> [Required task]
Reproduce verbatim the final portion of the material below, from the line containing "Spot the wooden" through its last line, and nothing else.

> [Records]
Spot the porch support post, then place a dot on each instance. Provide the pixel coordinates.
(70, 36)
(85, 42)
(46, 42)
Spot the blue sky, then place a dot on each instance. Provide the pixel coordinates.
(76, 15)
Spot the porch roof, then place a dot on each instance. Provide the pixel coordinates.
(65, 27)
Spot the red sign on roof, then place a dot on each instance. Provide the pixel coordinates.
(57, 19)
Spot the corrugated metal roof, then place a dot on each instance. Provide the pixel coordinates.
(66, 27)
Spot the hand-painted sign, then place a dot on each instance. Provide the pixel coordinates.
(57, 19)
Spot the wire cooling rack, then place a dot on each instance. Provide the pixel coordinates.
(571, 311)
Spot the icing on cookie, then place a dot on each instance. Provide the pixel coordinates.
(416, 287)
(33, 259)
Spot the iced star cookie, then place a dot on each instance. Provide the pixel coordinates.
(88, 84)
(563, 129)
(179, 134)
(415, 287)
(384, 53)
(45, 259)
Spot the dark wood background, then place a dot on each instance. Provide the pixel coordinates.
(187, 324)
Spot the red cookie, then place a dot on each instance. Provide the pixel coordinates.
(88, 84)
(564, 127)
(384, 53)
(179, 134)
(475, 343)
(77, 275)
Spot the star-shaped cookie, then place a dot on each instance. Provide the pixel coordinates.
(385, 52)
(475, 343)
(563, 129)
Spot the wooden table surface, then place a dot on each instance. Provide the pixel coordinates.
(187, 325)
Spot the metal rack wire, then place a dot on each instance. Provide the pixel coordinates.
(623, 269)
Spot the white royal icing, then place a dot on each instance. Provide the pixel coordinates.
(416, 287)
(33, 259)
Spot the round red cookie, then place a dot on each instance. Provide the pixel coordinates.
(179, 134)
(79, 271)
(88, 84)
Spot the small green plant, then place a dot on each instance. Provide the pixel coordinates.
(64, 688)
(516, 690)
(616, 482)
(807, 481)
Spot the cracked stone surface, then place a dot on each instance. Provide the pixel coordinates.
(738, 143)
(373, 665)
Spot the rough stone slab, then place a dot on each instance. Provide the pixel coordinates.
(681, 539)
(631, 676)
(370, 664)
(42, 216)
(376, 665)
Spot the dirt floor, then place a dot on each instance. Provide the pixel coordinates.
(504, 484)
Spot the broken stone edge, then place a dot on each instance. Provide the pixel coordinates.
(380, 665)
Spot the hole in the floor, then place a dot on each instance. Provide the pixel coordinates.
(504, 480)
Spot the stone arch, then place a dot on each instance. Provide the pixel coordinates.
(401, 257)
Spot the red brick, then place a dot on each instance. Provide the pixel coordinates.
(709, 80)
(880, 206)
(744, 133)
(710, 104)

> [Result]
Spot the wooden table surface, then place a dot on each instance. Provide the pixel coordinates.
(187, 325)
Spot the metal rack wire, then place a dot on each instance. Provide the pixel coordinates.
(623, 269)
Spot the white royal icing, then place a dot on each instance. Provide the pixel coordinates.
(416, 287)
(33, 259)
Spot the round red cookie, then place a dot on each instance. Provide the pixel coordinates.
(179, 134)
(79, 271)
(88, 84)
Spot the small green plant, then place a dot on each instance. Provide the pixel coordinates.
(64, 688)
(516, 690)
(616, 482)
(807, 481)
Spot the cracked stone surface, then place a dot on each instance. Provide the pixel coordinates.
(738, 143)
(373, 665)
Spot the rough stone slab, then place a dot on each instance. Provide the pixel coordinates.
(681, 539)
(631, 676)
(370, 664)
(42, 216)
(376, 665)
Spot the dirt floor, then place a dot on each instance. Provide the pixel coordinates.
(504, 484)
Spot the broken stone edge, then place a dot on each instance. Provide the pixel coordinates.
(380, 665)
Spot the hole in the floor, then place a dot on each instance. Provide the pixel coordinates.
(504, 480)
Spot the stone arch, then place a dot on each instance. Provide the pixel coordinates.
(401, 257)
Spot the red brick, then place a dot on each instance. Provide the pixel coordinates.
(709, 80)
(880, 206)
(744, 133)
(710, 104)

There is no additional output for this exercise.